>>>>>

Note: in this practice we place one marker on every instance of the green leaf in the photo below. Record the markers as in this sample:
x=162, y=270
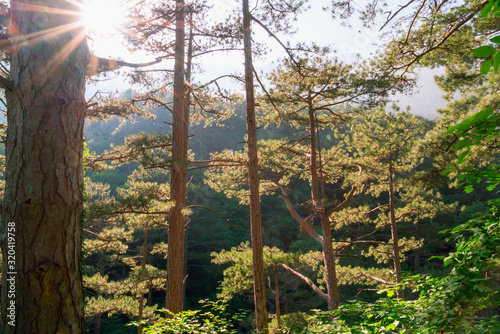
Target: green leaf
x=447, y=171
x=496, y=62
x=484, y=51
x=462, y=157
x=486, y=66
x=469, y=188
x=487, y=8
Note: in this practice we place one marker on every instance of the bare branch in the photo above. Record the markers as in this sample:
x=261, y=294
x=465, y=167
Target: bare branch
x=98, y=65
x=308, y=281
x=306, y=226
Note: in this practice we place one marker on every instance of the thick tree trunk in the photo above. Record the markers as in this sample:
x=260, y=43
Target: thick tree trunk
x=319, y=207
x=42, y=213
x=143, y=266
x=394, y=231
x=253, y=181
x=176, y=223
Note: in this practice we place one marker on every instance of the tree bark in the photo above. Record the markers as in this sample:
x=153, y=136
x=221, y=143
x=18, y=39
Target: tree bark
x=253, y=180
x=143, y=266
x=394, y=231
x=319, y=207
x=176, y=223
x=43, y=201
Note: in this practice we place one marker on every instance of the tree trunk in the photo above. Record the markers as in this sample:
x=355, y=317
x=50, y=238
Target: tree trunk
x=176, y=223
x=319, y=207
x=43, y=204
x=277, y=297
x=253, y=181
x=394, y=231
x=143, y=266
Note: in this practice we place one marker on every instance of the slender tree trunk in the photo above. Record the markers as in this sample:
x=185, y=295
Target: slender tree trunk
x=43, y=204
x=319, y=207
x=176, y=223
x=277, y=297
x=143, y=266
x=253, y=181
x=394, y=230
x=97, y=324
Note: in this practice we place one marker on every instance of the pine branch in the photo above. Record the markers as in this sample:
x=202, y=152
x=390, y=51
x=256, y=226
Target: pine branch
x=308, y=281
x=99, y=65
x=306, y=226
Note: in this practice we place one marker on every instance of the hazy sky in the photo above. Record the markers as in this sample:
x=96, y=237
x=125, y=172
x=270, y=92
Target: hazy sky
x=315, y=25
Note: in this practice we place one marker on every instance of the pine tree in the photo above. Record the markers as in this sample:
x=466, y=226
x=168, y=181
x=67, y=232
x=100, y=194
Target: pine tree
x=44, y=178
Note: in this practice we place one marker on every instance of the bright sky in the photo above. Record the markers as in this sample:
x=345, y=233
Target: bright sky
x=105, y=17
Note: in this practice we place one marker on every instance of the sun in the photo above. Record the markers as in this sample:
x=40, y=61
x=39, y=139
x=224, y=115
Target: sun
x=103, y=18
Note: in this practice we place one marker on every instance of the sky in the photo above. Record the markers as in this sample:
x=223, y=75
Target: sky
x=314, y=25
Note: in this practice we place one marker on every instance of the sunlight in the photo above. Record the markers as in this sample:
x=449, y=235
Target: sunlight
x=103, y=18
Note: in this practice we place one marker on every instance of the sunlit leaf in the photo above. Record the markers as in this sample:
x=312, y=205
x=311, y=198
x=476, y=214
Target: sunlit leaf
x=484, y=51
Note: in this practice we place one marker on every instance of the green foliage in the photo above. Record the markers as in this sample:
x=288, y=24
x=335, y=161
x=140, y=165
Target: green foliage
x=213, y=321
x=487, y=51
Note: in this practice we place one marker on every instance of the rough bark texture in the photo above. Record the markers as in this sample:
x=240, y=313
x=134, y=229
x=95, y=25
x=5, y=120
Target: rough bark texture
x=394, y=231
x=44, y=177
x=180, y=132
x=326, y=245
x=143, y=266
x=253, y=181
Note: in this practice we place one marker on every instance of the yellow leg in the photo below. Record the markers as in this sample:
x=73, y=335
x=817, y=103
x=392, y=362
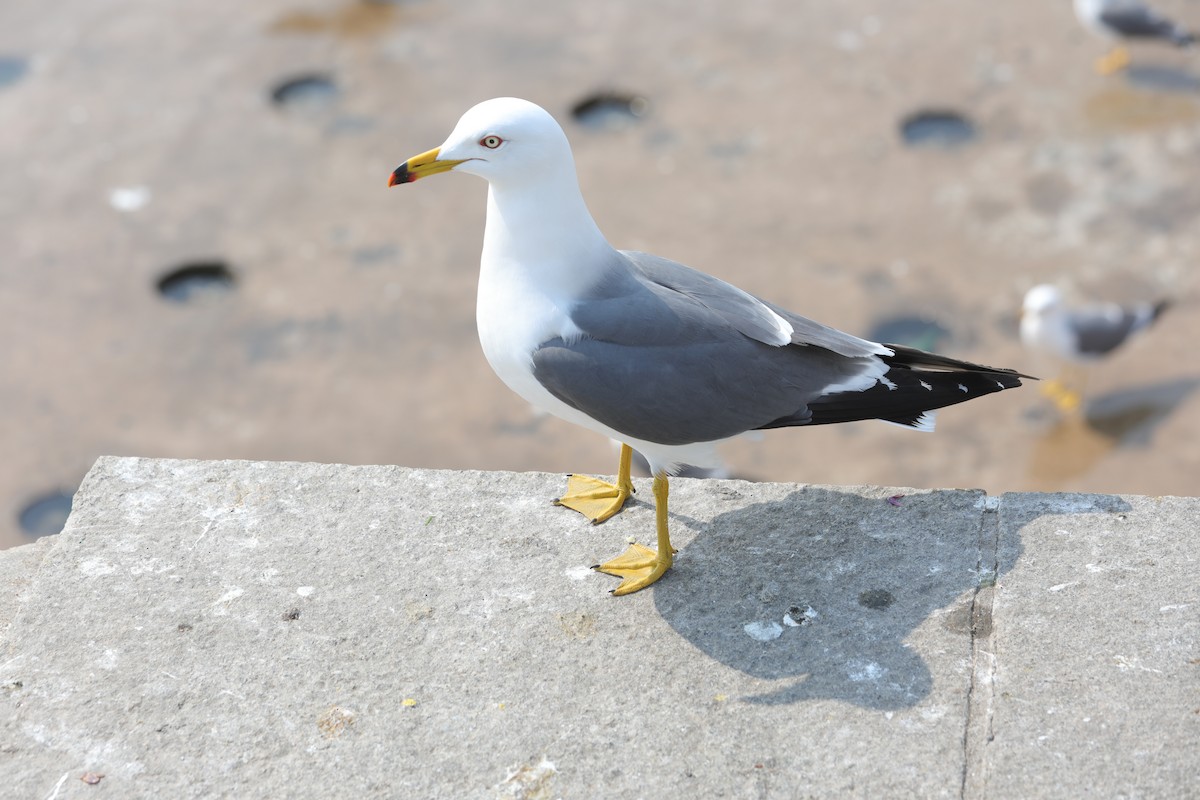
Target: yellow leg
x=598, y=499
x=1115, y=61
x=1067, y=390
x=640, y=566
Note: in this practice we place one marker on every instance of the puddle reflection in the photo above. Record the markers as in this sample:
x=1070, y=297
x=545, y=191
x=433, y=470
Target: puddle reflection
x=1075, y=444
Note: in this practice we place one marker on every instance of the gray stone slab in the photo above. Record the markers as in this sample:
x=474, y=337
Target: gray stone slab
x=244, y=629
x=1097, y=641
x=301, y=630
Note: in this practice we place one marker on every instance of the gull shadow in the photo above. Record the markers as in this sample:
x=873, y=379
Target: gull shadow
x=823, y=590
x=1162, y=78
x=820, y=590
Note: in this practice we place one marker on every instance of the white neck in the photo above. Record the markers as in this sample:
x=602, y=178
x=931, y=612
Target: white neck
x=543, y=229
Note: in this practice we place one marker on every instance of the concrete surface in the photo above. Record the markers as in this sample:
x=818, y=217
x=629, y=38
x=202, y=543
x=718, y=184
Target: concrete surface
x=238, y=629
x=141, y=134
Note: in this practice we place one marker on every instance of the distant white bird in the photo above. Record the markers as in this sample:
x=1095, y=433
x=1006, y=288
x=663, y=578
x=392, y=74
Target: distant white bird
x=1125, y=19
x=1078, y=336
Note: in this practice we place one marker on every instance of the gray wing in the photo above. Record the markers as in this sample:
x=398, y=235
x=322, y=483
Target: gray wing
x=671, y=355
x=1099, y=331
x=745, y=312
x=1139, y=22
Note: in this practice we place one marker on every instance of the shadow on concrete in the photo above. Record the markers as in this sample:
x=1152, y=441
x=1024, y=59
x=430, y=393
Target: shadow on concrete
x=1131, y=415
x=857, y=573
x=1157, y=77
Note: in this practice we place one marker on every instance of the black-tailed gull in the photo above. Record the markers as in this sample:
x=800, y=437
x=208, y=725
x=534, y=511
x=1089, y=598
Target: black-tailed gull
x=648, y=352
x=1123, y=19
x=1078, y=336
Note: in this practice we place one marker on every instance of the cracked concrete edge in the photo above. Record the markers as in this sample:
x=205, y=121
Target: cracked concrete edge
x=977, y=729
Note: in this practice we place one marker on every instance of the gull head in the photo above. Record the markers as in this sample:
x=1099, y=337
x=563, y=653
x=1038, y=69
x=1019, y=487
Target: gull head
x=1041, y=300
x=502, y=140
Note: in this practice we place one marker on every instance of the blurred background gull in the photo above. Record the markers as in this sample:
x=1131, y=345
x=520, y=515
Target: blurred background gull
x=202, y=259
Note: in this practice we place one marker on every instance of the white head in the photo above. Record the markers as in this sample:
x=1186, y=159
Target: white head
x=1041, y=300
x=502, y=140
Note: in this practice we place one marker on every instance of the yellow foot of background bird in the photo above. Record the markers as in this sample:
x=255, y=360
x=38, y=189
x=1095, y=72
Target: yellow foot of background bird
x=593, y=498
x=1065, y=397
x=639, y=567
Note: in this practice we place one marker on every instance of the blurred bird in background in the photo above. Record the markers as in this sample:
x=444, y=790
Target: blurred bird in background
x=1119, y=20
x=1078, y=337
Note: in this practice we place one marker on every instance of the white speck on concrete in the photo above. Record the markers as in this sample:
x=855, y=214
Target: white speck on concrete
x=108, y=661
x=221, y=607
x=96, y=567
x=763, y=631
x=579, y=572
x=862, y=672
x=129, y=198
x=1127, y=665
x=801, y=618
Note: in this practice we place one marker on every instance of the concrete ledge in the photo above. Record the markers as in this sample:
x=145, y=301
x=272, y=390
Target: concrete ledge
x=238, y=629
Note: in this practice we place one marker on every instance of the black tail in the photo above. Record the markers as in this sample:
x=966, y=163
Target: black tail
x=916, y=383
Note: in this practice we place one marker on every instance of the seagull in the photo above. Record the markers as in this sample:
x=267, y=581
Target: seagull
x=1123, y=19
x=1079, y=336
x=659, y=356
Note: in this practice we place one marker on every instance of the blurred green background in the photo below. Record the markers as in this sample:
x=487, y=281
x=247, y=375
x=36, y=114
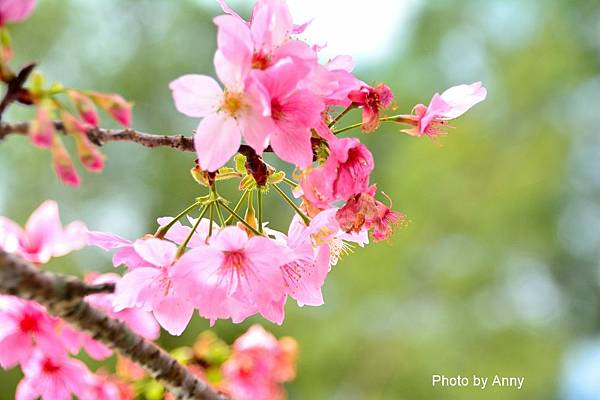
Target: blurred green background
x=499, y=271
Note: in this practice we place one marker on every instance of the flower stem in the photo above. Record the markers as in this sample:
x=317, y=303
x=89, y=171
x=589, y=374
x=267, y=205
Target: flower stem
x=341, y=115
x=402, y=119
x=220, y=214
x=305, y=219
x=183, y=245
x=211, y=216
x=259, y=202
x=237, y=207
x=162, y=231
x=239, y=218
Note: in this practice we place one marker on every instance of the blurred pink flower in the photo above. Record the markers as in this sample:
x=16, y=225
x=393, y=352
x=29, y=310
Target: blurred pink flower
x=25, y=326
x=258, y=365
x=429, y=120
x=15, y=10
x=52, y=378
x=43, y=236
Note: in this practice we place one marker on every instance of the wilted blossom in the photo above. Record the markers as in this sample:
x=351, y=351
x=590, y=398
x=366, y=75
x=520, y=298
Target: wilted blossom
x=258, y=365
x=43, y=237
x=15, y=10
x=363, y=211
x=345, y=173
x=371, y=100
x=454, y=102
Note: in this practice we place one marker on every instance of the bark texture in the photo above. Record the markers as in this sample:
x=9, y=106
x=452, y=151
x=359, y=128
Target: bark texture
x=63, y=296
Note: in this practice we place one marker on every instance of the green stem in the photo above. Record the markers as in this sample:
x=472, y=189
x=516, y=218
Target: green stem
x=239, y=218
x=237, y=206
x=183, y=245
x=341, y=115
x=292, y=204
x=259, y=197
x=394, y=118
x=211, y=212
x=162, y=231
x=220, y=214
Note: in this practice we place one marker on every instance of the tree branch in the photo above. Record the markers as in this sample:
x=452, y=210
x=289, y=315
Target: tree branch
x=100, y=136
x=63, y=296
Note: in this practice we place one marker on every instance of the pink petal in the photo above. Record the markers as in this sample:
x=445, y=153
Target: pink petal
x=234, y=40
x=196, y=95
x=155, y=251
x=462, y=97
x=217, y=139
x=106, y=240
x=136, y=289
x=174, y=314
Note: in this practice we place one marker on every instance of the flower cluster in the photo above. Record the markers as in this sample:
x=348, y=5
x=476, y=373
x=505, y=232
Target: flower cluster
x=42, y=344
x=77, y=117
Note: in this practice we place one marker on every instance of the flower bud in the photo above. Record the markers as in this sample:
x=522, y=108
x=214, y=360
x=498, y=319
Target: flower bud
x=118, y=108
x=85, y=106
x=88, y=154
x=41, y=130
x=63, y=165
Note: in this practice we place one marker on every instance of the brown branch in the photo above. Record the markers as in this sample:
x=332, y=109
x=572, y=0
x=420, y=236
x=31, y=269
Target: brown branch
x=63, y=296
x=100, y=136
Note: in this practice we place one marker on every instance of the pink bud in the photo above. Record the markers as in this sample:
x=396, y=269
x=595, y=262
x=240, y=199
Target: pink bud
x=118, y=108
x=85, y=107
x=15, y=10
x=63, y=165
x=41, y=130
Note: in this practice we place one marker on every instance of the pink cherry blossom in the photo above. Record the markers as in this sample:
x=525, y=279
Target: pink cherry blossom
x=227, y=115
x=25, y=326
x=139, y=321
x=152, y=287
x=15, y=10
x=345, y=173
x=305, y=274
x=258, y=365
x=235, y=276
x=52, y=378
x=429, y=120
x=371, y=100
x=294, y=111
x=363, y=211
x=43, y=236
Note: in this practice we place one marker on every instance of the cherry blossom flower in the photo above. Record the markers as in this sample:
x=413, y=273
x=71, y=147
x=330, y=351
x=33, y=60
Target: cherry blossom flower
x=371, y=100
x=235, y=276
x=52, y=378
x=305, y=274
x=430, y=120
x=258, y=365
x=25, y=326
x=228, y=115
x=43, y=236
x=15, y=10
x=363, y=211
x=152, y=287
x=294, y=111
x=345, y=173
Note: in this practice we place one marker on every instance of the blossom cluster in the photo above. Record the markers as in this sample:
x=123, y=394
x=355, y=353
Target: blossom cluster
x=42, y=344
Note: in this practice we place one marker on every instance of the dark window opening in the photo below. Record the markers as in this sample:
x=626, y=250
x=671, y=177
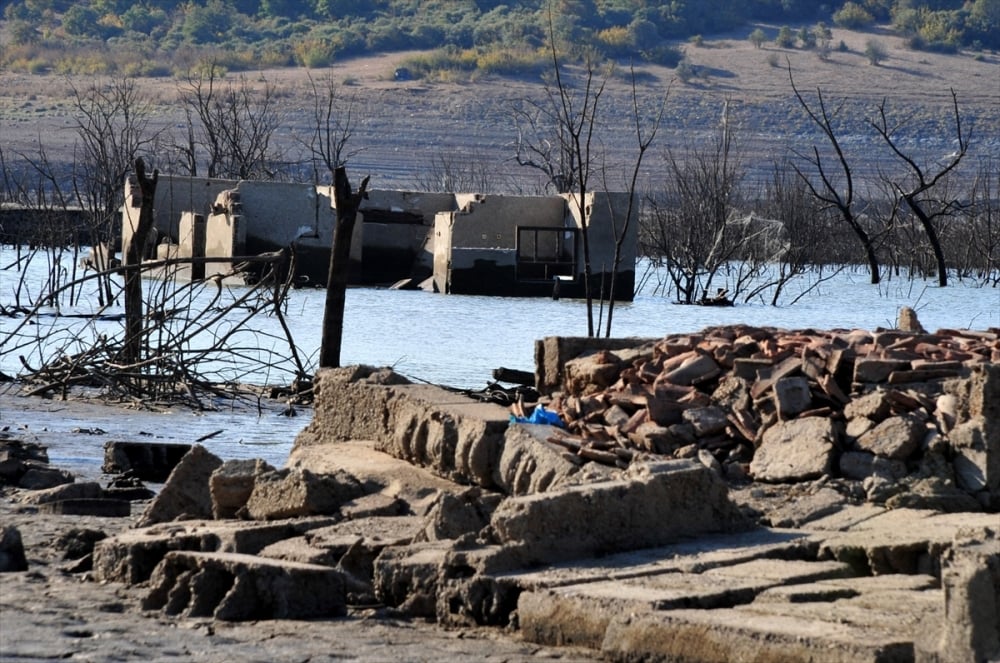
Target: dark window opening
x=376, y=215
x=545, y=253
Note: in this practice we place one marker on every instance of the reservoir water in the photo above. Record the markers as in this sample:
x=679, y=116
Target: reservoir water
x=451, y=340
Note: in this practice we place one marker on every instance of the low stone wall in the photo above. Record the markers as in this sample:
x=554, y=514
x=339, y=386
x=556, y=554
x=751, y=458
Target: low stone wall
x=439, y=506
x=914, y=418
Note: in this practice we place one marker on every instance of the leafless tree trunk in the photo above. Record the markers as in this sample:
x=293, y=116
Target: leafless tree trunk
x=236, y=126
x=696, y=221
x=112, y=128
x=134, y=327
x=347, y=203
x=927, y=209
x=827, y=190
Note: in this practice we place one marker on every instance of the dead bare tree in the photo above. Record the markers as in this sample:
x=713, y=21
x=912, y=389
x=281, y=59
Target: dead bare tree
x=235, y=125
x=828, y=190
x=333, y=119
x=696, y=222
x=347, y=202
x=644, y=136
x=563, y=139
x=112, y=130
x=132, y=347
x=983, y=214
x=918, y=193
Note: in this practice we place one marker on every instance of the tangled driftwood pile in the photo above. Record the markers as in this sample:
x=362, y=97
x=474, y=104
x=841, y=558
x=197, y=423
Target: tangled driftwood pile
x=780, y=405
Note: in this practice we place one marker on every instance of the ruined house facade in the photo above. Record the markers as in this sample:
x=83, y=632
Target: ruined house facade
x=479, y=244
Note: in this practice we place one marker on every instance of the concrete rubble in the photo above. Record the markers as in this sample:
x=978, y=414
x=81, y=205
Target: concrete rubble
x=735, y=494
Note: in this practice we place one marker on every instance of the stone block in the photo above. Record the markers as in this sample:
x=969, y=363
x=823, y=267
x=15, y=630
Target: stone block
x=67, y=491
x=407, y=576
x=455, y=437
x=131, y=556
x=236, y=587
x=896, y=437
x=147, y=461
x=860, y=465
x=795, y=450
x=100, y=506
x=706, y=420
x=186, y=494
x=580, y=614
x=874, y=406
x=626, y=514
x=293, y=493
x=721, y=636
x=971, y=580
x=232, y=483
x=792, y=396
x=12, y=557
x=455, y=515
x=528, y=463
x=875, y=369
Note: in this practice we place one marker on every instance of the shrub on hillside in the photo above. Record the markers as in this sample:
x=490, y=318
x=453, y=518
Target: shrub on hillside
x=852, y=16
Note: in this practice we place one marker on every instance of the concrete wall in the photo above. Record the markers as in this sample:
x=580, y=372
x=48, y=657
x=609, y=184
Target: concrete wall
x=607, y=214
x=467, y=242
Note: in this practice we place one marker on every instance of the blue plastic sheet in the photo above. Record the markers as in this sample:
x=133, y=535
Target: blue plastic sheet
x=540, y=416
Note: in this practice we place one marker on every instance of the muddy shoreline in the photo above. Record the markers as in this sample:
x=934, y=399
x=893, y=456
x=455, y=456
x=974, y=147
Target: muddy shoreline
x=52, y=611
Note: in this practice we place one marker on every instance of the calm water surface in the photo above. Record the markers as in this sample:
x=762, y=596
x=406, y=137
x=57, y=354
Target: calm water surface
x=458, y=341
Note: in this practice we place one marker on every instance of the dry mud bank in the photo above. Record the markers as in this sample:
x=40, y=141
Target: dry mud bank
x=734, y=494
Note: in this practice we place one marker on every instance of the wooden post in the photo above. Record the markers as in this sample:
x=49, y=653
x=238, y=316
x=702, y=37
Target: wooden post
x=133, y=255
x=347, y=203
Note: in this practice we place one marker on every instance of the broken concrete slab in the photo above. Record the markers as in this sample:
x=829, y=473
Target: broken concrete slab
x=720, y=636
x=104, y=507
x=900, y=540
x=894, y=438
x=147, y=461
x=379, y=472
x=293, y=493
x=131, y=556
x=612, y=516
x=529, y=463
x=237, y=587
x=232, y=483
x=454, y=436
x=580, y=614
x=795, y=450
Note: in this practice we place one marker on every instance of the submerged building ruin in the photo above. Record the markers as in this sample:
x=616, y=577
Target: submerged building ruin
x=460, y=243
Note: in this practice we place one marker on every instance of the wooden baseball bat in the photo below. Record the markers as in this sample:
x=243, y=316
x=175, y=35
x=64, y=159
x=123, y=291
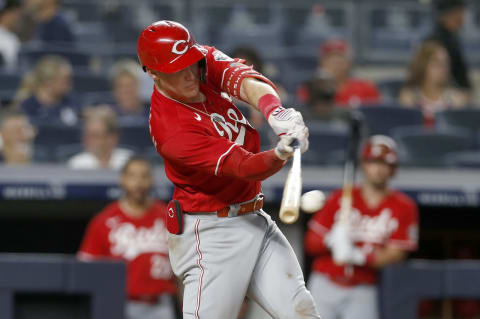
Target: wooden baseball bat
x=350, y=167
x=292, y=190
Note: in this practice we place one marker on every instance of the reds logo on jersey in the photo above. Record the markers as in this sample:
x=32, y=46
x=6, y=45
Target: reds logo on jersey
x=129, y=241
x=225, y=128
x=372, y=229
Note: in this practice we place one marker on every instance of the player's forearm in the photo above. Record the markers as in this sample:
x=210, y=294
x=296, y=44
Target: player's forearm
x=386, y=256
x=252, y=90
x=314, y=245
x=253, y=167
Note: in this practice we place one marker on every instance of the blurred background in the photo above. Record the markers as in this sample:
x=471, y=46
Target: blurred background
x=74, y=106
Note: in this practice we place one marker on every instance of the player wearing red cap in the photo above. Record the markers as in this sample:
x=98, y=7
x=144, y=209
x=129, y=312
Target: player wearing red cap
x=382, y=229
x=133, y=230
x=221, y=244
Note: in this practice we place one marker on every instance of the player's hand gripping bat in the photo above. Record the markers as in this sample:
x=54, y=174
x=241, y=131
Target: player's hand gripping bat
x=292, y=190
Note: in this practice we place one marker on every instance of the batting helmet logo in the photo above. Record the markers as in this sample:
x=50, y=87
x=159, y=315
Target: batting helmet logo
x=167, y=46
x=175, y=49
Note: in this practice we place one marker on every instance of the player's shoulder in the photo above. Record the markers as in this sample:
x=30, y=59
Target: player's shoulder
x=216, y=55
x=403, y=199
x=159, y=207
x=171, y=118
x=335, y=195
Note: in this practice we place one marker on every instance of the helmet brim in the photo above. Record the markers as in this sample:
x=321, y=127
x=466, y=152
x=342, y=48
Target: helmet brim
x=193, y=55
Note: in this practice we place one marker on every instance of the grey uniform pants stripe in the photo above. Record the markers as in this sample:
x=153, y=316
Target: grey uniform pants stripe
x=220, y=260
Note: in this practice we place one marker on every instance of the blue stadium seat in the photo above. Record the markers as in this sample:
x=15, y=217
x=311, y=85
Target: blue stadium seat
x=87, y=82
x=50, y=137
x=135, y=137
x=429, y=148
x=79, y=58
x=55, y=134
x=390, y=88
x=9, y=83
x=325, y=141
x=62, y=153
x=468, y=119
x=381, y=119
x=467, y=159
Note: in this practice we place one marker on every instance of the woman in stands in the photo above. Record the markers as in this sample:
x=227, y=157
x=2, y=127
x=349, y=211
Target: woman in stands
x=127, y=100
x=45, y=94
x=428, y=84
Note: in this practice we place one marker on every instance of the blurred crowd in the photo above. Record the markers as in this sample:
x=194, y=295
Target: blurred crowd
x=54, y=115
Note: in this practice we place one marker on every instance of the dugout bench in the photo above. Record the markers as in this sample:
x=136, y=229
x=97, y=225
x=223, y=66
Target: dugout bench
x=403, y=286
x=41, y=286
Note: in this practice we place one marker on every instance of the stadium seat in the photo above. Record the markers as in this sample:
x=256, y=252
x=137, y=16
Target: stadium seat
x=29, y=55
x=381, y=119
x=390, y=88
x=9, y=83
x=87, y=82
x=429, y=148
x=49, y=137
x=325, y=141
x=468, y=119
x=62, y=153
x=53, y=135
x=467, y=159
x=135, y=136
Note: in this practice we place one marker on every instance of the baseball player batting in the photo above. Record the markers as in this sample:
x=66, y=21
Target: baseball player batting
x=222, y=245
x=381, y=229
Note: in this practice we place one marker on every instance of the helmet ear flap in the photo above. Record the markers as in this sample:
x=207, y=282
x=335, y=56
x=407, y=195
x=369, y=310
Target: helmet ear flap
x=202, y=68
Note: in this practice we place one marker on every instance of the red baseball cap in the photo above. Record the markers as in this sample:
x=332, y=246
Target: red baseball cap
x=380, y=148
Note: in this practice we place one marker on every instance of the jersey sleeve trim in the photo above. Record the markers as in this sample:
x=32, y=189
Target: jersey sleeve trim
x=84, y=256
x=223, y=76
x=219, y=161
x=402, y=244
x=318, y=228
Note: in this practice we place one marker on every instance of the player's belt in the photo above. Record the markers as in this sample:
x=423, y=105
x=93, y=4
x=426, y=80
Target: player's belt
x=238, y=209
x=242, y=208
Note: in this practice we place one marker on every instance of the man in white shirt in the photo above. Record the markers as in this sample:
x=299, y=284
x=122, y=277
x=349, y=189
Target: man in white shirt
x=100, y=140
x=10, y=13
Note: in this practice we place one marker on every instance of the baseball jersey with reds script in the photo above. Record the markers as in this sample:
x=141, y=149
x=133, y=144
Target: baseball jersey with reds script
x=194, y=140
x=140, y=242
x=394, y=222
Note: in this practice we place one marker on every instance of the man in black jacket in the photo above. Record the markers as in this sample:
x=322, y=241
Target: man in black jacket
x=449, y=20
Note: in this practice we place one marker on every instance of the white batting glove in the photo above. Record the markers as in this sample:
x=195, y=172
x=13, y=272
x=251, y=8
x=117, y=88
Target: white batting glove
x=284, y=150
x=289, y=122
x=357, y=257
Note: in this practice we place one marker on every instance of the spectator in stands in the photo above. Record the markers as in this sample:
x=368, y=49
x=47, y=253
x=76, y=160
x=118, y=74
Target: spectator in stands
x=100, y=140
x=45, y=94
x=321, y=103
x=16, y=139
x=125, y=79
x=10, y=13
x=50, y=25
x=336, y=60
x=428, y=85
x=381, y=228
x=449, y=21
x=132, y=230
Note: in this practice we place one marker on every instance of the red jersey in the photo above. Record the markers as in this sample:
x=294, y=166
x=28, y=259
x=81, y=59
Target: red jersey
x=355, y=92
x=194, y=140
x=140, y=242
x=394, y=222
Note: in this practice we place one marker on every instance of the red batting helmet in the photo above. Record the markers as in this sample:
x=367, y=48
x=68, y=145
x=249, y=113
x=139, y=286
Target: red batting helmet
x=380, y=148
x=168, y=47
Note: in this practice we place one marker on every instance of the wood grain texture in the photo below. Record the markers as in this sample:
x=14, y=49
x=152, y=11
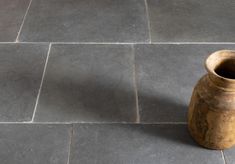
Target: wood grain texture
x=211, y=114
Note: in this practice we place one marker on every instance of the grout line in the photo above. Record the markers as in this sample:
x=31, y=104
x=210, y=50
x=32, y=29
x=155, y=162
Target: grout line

<<<<<

What to work on: Could you reproduce exactly the lines of the entries above, from the one with "Target: white batting glove" through the one with "x=139, y=286", and nothing else?

Written answer:
Target: white batting glove
x=284, y=150
x=289, y=122
x=357, y=257
Note: in this practice we place one marker on every instance of the spectator in stands in the photo above. Record the markers as in this sample:
x=368, y=49
x=47, y=253
x=76, y=160
x=118, y=74
Target: spectator in stands
x=100, y=140
x=45, y=94
x=321, y=103
x=16, y=139
x=125, y=79
x=10, y=13
x=50, y=25
x=336, y=60
x=428, y=85
x=381, y=228
x=449, y=21
x=132, y=230
Note: in this practice we place one marker on every instance of the red jersey in the photo above. Record the markers as in this sample:
x=294, y=166
x=28, y=259
x=81, y=59
Target: red jersey
x=355, y=92
x=194, y=140
x=140, y=242
x=394, y=222
Note: in this practice we place one marker on every instance of the red batting helmet in the photo above. Record the markers as in this sample:
x=367, y=48
x=68, y=145
x=249, y=113
x=139, y=286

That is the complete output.